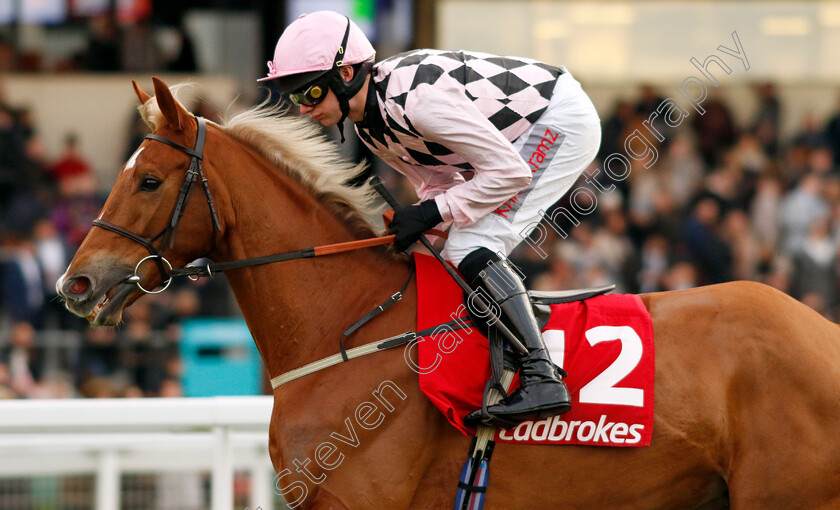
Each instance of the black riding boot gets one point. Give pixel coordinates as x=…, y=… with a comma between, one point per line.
x=541, y=393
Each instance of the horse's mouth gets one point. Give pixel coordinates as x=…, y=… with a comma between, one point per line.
x=108, y=309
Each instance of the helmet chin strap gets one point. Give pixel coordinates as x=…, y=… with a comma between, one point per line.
x=340, y=90
x=345, y=91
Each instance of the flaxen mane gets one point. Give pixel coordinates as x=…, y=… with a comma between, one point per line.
x=298, y=147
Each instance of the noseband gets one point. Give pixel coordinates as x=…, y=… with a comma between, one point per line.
x=194, y=172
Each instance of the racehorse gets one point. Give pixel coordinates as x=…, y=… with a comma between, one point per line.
x=747, y=379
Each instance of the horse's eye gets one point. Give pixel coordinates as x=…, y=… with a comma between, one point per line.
x=149, y=184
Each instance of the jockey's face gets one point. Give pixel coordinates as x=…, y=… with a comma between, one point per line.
x=327, y=112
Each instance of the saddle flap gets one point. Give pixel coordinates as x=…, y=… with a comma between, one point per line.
x=555, y=297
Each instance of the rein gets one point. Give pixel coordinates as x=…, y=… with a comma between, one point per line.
x=194, y=272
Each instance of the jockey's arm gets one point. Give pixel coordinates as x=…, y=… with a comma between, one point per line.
x=448, y=117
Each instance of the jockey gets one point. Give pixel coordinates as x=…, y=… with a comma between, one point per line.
x=524, y=129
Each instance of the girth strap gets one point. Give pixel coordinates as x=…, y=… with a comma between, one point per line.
x=376, y=311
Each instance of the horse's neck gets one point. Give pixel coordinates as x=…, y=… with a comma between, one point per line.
x=298, y=309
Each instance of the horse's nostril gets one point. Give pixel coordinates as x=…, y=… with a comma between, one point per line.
x=79, y=285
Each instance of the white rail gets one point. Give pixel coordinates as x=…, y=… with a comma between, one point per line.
x=107, y=437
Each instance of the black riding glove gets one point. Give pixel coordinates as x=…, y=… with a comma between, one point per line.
x=410, y=222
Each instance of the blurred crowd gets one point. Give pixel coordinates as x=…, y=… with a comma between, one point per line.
x=110, y=45
x=723, y=202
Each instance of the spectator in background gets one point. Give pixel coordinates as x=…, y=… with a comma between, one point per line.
x=767, y=118
x=24, y=362
x=810, y=133
x=704, y=244
x=71, y=163
x=800, y=208
x=815, y=267
x=8, y=55
x=103, y=50
x=715, y=129
x=832, y=133
x=21, y=281
x=184, y=60
x=140, y=51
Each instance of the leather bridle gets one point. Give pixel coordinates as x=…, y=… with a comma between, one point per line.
x=167, y=235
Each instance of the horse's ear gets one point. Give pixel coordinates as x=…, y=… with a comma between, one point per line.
x=174, y=113
x=142, y=96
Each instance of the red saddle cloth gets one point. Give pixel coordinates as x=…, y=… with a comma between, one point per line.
x=605, y=344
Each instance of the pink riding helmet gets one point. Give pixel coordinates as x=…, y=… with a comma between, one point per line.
x=309, y=44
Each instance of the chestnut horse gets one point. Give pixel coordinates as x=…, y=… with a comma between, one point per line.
x=747, y=379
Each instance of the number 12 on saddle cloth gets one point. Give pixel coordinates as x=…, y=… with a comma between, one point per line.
x=605, y=344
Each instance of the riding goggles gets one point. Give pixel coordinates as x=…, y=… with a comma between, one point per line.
x=313, y=95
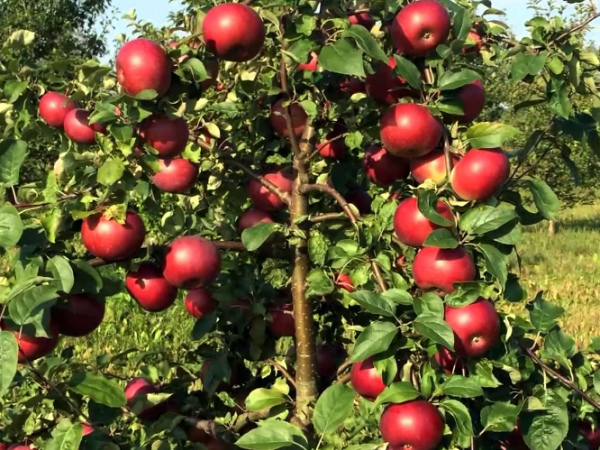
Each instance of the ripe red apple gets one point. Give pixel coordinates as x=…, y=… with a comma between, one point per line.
x=437, y=268
x=168, y=137
x=472, y=97
x=420, y=27
x=54, y=108
x=262, y=198
x=79, y=316
x=277, y=118
x=365, y=379
x=282, y=320
x=199, y=302
x=414, y=425
x=476, y=328
x=409, y=130
x=480, y=173
x=148, y=287
x=251, y=218
x=191, y=262
x=343, y=281
x=78, y=129
x=111, y=240
x=431, y=166
x=233, y=32
x=383, y=168
x=386, y=87
x=176, y=175
x=412, y=227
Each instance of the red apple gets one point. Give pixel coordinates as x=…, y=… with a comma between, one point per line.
x=111, y=240
x=343, y=281
x=414, y=425
x=412, y=227
x=148, y=287
x=199, y=302
x=191, y=262
x=431, y=166
x=365, y=379
x=476, y=328
x=176, y=175
x=437, y=268
x=79, y=316
x=262, y=198
x=383, y=168
x=480, y=173
x=78, y=129
x=279, y=124
x=54, y=108
x=282, y=320
x=168, y=137
x=420, y=27
x=233, y=32
x=409, y=130
x=251, y=218
x=472, y=97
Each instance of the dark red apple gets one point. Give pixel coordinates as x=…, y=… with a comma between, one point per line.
x=383, y=168
x=437, y=268
x=191, y=262
x=279, y=124
x=420, y=27
x=480, y=173
x=262, y=198
x=199, y=302
x=233, y=32
x=431, y=166
x=476, y=328
x=412, y=227
x=409, y=130
x=168, y=137
x=472, y=97
x=251, y=218
x=414, y=425
x=365, y=379
x=79, y=315
x=78, y=129
x=54, y=108
x=111, y=240
x=148, y=287
x=282, y=320
x=176, y=175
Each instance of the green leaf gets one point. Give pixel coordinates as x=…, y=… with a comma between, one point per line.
x=12, y=156
x=545, y=199
x=254, y=237
x=376, y=338
x=409, y=71
x=441, y=238
x=99, y=388
x=463, y=387
x=375, y=303
x=455, y=79
x=273, y=434
x=66, y=436
x=397, y=393
x=366, y=42
x=490, y=134
x=262, y=398
x=342, y=57
x=435, y=329
x=333, y=407
x=9, y=351
x=11, y=226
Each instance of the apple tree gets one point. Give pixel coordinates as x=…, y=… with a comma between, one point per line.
x=313, y=182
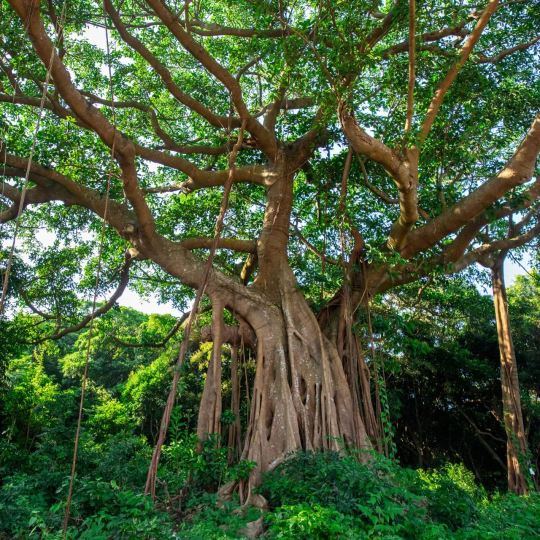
********************
→ **Your instructions**
Extract the full listing exactly, with the pictures left out.

→ **Response for this exercise**
Each instance of the black riding boot gets one point. Give pixel coordinates as x=…, y=… with a comma between, one point per line.
x=541, y=393
Each instance of the horse's mouth gets one point. Give pixel coordinates as x=…, y=… with a comma between, one point per line.
x=108, y=309
Each instance of the helmet chin strap gets one point. Give pixel coordinates as x=…, y=… with a comma between, one point per line.
x=340, y=90
x=345, y=91
Each instance of the flaxen mane gets one point. Give pixel coordinates as x=…, y=… with a comma between, one point per line.
x=298, y=147
Each instance of the noseband gets one point. Give pixel coordinates as x=…, y=… with a comma between, one point per line.
x=194, y=172
Each instance of the racehorse gets one point. Give pixel coordinates as x=…, y=… with a comma between, one point per line.
x=747, y=379
Each instance of the horse's eye gets one point. Give pixel coordinates as x=…, y=… with a comma between, one point per line.
x=149, y=184
Each instance of the jockey's face gets one point. Give pixel coordinates as x=…, y=… with a comma between, one point per line.
x=327, y=112
Each instance of the saddle flap gets one point. Give pixel coordinates as x=…, y=… with a comma between, one point per line.
x=555, y=297
Each instance of the rein gets one point. Give pixel coordinates as x=…, y=… with a comma between, one point per line.
x=194, y=272
Each instance of the jockey's arm gets one point. Give pixel coordinates as x=…, y=… with a comma between, one point per line.
x=448, y=117
Each instance of the jockey gets one point. Give pixel coordinates as x=…, y=… with a comma between, one point per line.
x=524, y=129
Each instance of the girth strap gets one point. Give pixel coordinates as x=…, y=… with a comma between, one point per line.
x=376, y=311
Each instance of the horse's neck gets one point. Give pixel coordinates as x=…, y=… with a comma between, one point per line.
x=298, y=309
Each instance of the horse's nostril gets one point. Give pixel coordinates as x=…, y=… with a comma between, one point per line.
x=79, y=285
Each instance of the white rail gets one point. Give pixel coordinates as x=…, y=… with a comma between, one point per line.
x=107, y=437
Each instance of the black riding glove gets one point. Give pixel coordinates as x=…, y=… with a comma between, one point per line.
x=410, y=222
Each instance of the blurred crowd gets one point. Give pixel coordinates as x=…, y=… with a comma between, one point per line.
x=110, y=45
x=723, y=202
Each instance of the spectator in background gets one point. Give pixel coordinates as x=…, y=… with a comma between, one point per line.
x=767, y=118
x=24, y=362
x=810, y=133
x=704, y=244
x=71, y=163
x=800, y=208
x=815, y=267
x=8, y=55
x=103, y=50
x=715, y=129
x=832, y=133
x=21, y=281
x=184, y=60
x=140, y=51
Each instance of the leather bridle gets one point. Give pixel coordinates as x=…, y=… with a comma between, one point per line.
x=167, y=235
Each instance of the horse's ear gets one point. Give pixel coordinates as x=…, y=… with a comma between, one point per line.
x=174, y=113
x=142, y=96
Each instance of the red saddle cloth gets one point. Give pixel coordinates as x=…, y=… with a comma between, one point per line.
x=605, y=344
Each instance of the pink riding helmet gets one point. Give pixel coordinates as x=…, y=… with a comma between, one point per line.
x=309, y=44
Each instance of the chestnut horse gets one point. Give pixel coordinates as x=…, y=… with a comma between, one point per line.
x=747, y=379
Each instance of the number 12 on saddle cloth gets one point. Give pixel coordinates as x=…, y=… with a comma between, one point per line.
x=605, y=344
Each instance of the riding goggles gets one point. Give pixel coordinates as x=…, y=… with a comma between, one point per line.
x=313, y=95
Each instance of the ripe red apple gets one point. Give pixel coordinates as x=…, y=… with a comma between, one point per line.
x=437, y=268
x=168, y=137
x=472, y=97
x=420, y=27
x=54, y=108
x=262, y=198
x=79, y=316
x=277, y=118
x=365, y=379
x=282, y=320
x=199, y=302
x=414, y=425
x=476, y=328
x=409, y=130
x=480, y=173
x=148, y=287
x=251, y=218
x=191, y=262
x=343, y=281
x=78, y=129
x=111, y=240
x=431, y=166
x=233, y=32
x=383, y=168
x=386, y=87
x=176, y=175
x=412, y=227
Each instance of the red apple gets one point. Give pixel coordinates as x=…, y=… with a comma between, one point per line.
x=111, y=240
x=343, y=281
x=414, y=425
x=412, y=227
x=148, y=287
x=199, y=302
x=191, y=262
x=431, y=166
x=365, y=379
x=476, y=328
x=176, y=175
x=437, y=268
x=79, y=316
x=262, y=198
x=383, y=168
x=480, y=173
x=78, y=129
x=279, y=124
x=54, y=108
x=282, y=320
x=168, y=137
x=420, y=27
x=233, y=32
x=409, y=130
x=251, y=218
x=472, y=97
Each instance of the dark red apple gets one point. Give pixel coordinates as x=…, y=… with a comma between, one point per line.
x=383, y=168
x=437, y=268
x=191, y=262
x=279, y=124
x=420, y=27
x=480, y=173
x=262, y=198
x=199, y=302
x=233, y=32
x=431, y=166
x=476, y=328
x=412, y=227
x=409, y=130
x=168, y=137
x=472, y=97
x=251, y=218
x=414, y=425
x=365, y=379
x=79, y=315
x=78, y=129
x=54, y=108
x=111, y=240
x=148, y=287
x=282, y=320
x=176, y=175
Each instance of the green leaf gets one point. Give pixel coordinates as x=…, y=… with a comma between, one point per line.
x=12, y=156
x=545, y=199
x=254, y=237
x=376, y=338
x=409, y=71
x=441, y=238
x=99, y=388
x=463, y=387
x=375, y=303
x=455, y=79
x=273, y=434
x=66, y=436
x=397, y=393
x=366, y=42
x=490, y=134
x=262, y=398
x=342, y=57
x=435, y=329
x=333, y=407
x=9, y=351
x=11, y=226
Each instance of the apple tree gets one point. Give pixel coordinates as x=…, y=… with a comma between, one point per line.
x=313, y=182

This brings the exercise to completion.